● DATASET:
Segment Open
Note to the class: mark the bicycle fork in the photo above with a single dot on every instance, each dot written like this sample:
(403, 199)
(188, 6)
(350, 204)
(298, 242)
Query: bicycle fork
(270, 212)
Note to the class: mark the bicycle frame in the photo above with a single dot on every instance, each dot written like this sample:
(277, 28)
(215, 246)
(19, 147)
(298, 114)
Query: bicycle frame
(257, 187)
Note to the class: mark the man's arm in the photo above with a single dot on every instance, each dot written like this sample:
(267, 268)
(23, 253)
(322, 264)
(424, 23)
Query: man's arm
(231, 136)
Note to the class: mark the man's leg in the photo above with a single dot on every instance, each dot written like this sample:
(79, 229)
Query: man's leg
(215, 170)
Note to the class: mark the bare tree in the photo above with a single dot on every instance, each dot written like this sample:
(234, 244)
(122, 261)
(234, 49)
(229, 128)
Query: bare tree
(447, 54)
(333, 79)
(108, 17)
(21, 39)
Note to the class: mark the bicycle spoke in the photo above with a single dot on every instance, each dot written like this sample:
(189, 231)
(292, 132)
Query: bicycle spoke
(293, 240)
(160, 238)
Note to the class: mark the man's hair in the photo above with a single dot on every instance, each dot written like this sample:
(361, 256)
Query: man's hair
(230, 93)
Segment Closed
● GOAL OF THE EXERCISE: Count the lines in the records that include the word "photo". Report the total alone.

● YOUR RESPONSE: 7